▶ **KORTE OPGAVE**
Neem de regels tussen die met "form [(538, 293)]." en die met "[(274, 221)]", beide inbegrepen, opnieuw op en vervang daarin "nose" door "snout". Laat al het overige ongewijzigd.
**** DE GEGEVENS
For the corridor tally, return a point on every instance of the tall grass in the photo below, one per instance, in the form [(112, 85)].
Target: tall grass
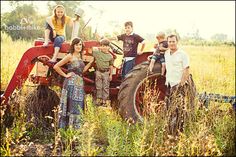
[(211, 132)]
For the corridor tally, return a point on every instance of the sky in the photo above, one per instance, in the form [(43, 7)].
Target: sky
[(209, 17)]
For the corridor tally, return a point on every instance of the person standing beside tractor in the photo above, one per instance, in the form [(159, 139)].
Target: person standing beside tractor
[(55, 28), (72, 95), (158, 54), (104, 65), (181, 88)]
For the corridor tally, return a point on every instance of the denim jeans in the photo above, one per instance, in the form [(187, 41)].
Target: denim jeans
[(127, 66)]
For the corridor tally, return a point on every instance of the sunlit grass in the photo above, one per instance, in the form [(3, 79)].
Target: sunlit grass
[(103, 132)]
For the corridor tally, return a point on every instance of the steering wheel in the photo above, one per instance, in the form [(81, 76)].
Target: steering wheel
[(116, 49)]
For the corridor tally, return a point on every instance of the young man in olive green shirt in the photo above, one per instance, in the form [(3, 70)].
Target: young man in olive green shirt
[(104, 64)]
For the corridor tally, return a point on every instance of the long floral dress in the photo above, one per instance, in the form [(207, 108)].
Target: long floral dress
[(72, 96)]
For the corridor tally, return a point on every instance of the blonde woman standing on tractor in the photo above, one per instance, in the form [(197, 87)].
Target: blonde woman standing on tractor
[(55, 28)]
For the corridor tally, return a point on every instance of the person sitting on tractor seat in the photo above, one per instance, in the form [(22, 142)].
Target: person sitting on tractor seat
[(159, 53), (130, 46), (104, 65), (55, 28)]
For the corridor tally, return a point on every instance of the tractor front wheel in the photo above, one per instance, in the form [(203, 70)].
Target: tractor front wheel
[(139, 87)]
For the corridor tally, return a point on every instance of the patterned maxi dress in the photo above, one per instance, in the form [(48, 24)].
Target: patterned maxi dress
[(72, 96)]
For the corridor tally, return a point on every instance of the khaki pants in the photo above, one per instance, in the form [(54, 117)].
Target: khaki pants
[(102, 85)]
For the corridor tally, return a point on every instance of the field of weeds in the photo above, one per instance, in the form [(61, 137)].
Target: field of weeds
[(209, 132)]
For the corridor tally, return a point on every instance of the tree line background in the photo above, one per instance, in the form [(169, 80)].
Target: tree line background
[(32, 25)]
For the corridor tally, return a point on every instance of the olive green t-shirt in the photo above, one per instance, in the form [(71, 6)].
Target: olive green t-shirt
[(103, 60)]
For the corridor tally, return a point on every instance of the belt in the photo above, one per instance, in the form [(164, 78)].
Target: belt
[(76, 72), (103, 70)]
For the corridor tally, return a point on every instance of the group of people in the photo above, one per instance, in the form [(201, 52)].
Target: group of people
[(174, 61)]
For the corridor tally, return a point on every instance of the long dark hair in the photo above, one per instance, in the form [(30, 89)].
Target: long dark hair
[(63, 17), (72, 46)]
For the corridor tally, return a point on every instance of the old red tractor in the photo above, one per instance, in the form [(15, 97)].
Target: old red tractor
[(128, 92)]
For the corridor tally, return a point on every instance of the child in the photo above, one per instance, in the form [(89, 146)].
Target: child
[(158, 54), (55, 28), (104, 62)]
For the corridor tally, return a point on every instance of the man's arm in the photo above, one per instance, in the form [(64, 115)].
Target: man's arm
[(98, 37), (142, 48)]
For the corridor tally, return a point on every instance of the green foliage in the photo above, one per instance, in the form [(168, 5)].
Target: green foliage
[(23, 23)]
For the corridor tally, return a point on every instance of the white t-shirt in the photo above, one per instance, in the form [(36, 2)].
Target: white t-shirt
[(75, 29), (175, 64)]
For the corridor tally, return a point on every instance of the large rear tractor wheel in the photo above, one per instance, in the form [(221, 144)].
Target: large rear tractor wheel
[(138, 90), (40, 103)]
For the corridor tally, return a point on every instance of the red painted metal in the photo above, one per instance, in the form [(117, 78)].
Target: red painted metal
[(27, 63)]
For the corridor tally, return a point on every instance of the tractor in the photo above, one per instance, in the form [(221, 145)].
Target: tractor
[(128, 92)]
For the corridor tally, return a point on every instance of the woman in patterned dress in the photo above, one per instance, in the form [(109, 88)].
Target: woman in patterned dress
[(72, 96)]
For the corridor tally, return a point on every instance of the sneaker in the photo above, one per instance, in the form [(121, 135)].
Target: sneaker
[(45, 44)]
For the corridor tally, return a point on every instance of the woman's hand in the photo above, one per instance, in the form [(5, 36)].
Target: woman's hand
[(110, 77), (54, 33), (68, 75)]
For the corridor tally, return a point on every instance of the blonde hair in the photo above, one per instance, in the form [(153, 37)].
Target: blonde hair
[(55, 15)]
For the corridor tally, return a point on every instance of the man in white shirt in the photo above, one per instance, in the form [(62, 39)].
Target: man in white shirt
[(181, 88), (177, 63)]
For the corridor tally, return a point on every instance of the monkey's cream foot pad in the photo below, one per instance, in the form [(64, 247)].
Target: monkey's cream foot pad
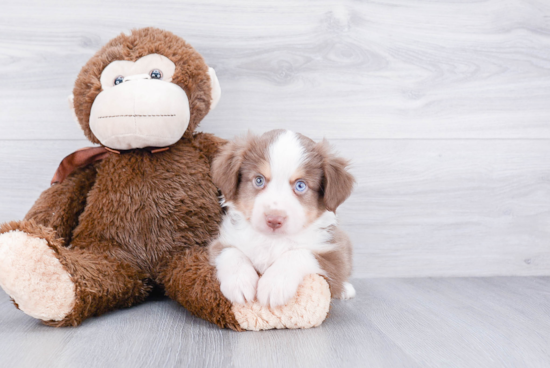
[(309, 308), (33, 276)]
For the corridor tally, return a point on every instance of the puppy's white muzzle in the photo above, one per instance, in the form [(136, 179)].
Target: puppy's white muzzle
[(140, 112)]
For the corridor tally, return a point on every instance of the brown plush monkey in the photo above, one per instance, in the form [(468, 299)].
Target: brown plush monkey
[(137, 212)]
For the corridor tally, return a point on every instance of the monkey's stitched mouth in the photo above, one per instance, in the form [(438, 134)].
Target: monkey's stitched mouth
[(135, 116)]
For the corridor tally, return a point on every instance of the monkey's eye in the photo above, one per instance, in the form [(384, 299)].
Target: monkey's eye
[(259, 181), (155, 74), (119, 80)]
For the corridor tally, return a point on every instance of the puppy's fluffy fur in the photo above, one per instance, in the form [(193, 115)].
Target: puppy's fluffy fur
[(281, 191)]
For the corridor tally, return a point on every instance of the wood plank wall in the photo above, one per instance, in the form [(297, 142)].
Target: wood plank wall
[(443, 107)]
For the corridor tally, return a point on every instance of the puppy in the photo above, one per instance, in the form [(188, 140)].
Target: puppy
[(281, 191)]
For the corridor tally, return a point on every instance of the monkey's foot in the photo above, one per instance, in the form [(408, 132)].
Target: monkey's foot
[(309, 308), (33, 277)]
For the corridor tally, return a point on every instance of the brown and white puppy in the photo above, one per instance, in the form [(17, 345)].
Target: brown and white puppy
[(281, 191)]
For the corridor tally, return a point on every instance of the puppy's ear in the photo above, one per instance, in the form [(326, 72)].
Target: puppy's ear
[(337, 181), (226, 168)]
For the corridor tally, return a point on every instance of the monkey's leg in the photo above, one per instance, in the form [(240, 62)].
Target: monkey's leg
[(62, 286), (191, 280)]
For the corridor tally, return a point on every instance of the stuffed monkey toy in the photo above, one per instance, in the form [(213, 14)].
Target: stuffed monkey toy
[(137, 212)]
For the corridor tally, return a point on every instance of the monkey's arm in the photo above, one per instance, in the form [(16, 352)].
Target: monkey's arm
[(209, 144), (59, 206)]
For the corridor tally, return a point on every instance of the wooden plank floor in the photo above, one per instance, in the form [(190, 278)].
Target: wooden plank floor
[(423, 322), (442, 106)]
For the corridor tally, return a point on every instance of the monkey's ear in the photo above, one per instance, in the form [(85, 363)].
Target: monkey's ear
[(216, 89), (70, 99)]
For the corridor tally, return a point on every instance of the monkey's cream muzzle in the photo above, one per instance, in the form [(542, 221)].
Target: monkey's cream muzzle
[(139, 106), (140, 112)]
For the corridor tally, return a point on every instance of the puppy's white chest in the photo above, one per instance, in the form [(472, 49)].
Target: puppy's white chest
[(262, 255)]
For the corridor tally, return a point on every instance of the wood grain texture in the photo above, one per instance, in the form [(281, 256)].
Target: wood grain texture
[(469, 322), (443, 108), (389, 69)]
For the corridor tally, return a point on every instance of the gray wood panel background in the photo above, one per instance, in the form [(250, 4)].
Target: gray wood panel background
[(410, 323), (443, 107)]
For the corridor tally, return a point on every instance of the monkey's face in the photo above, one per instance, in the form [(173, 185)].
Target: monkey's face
[(130, 95), (139, 106)]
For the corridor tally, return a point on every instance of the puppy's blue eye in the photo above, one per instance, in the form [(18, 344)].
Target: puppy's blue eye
[(259, 181), (300, 186)]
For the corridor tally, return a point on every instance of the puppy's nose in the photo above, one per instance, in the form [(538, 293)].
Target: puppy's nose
[(274, 221)]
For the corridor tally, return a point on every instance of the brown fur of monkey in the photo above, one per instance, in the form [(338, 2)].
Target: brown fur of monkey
[(137, 220)]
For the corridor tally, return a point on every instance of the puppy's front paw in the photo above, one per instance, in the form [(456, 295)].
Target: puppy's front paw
[(239, 286), (277, 288)]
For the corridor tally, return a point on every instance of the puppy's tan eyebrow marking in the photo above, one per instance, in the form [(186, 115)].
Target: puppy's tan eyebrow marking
[(298, 174), (265, 169)]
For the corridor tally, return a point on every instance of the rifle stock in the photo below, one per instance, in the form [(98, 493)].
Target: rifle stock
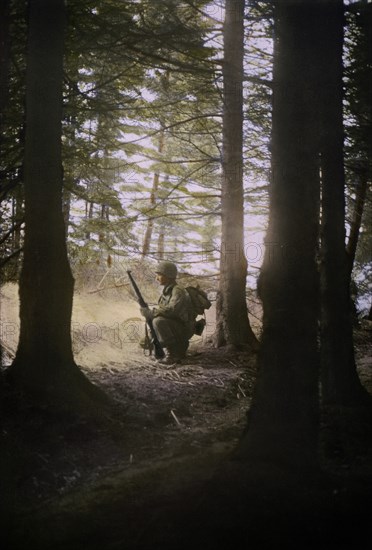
[(158, 350)]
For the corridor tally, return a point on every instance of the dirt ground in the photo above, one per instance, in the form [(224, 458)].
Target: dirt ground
[(139, 477)]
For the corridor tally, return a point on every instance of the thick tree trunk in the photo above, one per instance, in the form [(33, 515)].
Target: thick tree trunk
[(340, 382), (283, 420), (44, 360), (233, 327)]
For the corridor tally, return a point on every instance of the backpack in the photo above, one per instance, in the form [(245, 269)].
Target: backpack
[(199, 300)]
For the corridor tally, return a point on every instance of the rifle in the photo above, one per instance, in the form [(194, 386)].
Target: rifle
[(159, 352)]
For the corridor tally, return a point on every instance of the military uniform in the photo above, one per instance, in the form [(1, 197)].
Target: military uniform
[(173, 320)]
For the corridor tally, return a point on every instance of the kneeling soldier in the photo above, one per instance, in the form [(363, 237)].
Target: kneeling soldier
[(173, 319)]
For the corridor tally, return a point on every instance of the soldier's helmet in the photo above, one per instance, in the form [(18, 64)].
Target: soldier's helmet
[(168, 269)]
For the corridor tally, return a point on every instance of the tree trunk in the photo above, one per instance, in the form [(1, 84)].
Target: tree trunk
[(44, 362), (356, 221), (340, 382), (233, 327), (283, 420), (4, 58), (155, 186)]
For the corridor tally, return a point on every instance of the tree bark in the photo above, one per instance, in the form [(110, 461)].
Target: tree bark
[(44, 361), (283, 420), (155, 186), (233, 327), (356, 221), (340, 382)]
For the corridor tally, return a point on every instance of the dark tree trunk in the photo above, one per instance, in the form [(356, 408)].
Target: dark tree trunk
[(44, 361), (233, 327), (340, 382), (283, 421)]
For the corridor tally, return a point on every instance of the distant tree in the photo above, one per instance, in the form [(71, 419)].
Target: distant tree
[(44, 361), (233, 325)]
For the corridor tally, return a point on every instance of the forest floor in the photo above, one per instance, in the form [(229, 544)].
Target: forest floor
[(156, 471)]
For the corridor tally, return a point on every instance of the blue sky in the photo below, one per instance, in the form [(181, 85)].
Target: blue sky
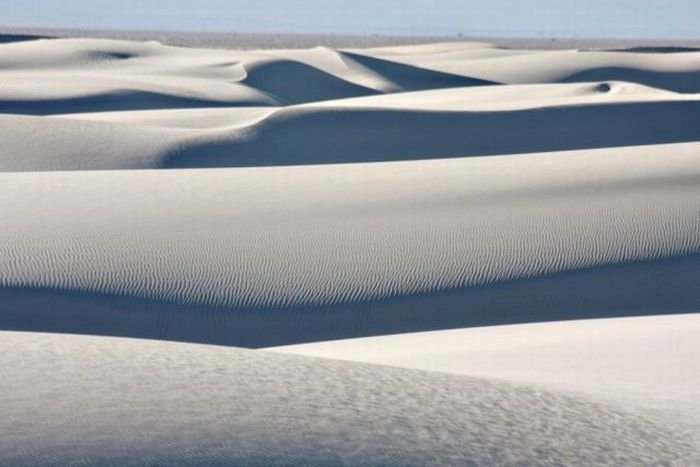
[(520, 18)]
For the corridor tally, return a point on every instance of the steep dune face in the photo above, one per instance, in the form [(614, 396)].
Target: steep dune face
[(67, 399), (611, 359), (307, 249), (324, 195)]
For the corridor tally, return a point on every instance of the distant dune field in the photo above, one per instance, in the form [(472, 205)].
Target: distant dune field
[(370, 211)]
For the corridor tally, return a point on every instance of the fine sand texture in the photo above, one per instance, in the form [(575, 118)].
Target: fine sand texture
[(436, 254)]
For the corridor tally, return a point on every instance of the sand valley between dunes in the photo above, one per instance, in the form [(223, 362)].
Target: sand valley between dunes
[(448, 253)]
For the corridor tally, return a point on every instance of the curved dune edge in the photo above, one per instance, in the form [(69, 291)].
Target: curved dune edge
[(117, 401), (642, 361), (324, 106), (329, 252)]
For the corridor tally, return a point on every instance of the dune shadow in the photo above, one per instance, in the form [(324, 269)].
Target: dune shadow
[(634, 289), (11, 38), (413, 78), (677, 81), (115, 101), (331, 136)]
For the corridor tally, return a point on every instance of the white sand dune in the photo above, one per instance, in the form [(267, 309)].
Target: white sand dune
[(104, 401), (646, 362), (320, 252), (323, 195), (407, 106)]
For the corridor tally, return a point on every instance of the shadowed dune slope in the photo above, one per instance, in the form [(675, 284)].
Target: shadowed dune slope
[(606, 358), (68, 399), (369, 129), (340, 135), (268, 256)]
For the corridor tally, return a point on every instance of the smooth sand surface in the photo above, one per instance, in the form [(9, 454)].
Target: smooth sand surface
[(106, 401), (378, 207)]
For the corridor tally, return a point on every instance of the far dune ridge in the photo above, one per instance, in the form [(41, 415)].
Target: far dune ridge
[(517, 230)]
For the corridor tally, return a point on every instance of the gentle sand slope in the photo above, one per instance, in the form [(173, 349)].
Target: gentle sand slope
[(332, 194), (96, 401)]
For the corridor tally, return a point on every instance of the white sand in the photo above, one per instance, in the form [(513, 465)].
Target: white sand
[(99, 401), (414, 193), (648, 362)]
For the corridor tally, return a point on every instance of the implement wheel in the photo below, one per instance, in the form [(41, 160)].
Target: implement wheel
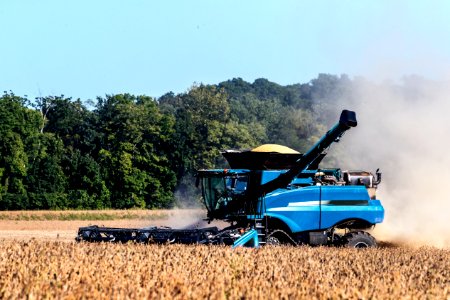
[(360, 239)]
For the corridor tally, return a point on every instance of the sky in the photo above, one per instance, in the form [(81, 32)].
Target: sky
[(84, 49)]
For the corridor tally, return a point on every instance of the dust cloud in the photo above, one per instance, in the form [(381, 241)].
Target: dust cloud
[(404, 129)]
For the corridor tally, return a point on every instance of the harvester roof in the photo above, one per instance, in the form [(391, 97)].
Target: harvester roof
[(264, 157)]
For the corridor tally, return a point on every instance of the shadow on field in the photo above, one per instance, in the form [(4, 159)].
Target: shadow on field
[(386, 244)]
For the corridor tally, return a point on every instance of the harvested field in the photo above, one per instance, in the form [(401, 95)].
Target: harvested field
[(42, 269), (38, 259)]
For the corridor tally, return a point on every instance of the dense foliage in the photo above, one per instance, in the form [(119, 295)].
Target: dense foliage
[(136, 151)]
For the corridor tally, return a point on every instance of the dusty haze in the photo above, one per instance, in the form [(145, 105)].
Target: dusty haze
[(404, 129)]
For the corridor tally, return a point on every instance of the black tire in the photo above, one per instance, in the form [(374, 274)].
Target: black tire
[(360, 239)]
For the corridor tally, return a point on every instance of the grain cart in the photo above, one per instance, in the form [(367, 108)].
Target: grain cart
[(275, 195)]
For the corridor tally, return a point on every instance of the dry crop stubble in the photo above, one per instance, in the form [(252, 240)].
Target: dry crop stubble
[(41, 269)]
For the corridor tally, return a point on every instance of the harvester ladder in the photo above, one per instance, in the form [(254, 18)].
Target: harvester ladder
[(261, 229)]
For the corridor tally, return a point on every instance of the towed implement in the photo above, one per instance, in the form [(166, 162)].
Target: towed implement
[(275, 195)]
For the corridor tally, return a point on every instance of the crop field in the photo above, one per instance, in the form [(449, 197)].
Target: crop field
[(34, 265), (43, 269)]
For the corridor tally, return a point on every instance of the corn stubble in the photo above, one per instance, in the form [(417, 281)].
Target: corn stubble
[(40, 269)]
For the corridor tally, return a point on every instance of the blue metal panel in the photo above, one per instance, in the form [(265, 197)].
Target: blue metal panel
[(297, 208), (305, 208)]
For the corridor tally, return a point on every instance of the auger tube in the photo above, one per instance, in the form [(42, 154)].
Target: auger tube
[(347, 120)]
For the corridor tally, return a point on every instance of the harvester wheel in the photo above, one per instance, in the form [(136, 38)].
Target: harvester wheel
[(279, 237), (360, 239)]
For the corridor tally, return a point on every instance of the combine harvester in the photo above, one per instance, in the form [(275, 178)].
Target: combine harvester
[(275, 195)]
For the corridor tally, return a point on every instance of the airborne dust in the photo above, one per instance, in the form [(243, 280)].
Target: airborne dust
[(404, 129)]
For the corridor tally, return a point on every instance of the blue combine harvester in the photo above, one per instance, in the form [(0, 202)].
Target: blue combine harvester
[(275, 195)]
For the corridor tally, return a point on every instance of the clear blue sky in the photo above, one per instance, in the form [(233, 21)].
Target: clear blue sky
[(92, 48)]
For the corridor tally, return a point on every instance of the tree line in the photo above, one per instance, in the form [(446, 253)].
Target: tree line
[(135, 151)]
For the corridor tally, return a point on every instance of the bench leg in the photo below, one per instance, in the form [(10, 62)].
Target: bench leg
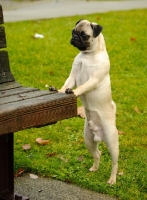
[(7, 169), (6, 166)]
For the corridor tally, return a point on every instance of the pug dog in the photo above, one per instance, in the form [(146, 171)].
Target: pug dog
[(90, 76)]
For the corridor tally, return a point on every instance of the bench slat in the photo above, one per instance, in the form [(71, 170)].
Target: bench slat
[(1, 15), (5, 73), (2, 37), (22, 96), (9, 85), (35, 112)]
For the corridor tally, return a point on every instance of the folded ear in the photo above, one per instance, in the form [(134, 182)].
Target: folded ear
[(96, 29), (79, 21)]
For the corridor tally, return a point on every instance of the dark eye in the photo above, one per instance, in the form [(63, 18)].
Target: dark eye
[(84, 36)]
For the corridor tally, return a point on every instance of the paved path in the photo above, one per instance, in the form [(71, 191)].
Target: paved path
[(45, 188), (56, 8)]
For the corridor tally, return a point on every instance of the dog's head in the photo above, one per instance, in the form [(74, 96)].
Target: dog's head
[(84, 34)]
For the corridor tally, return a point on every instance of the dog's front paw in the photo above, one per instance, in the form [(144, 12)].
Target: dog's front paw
[(69, 91), (51, 88)]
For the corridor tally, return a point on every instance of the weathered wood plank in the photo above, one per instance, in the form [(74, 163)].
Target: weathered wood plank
[(9, 85), (5, 73), (16, 91), (2, 37), (25, 95), (1, 15), (36, 112)]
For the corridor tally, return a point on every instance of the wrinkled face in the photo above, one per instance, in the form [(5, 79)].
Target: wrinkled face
[(84, 33)]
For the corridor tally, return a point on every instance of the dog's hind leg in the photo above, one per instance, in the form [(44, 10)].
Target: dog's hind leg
[(92, 146), (113, 146)]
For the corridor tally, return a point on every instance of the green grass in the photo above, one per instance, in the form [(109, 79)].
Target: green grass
[(37, 62)]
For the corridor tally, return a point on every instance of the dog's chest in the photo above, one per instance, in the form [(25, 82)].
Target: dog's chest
[(86, 68)]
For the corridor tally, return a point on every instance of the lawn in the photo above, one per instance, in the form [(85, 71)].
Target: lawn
[(37, 62)]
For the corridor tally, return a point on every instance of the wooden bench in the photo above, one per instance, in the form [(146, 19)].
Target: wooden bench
[(22, 108)]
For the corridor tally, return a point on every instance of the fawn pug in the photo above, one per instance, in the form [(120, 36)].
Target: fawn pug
[(90, 76)]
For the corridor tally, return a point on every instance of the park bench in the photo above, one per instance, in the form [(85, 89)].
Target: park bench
[(22, 108)]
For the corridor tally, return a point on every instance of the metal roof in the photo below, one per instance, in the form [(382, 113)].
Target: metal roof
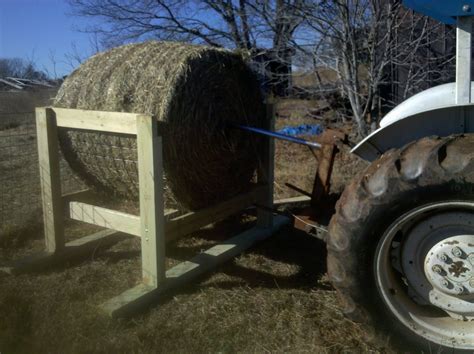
********
▶ **HET RESULTAAT**
For the corridor tally, return a point on every instance of the puppy's snout in the photo above, one per instance, in the form [(538, 293)].
Target: puppy's snout
[(274, 221)]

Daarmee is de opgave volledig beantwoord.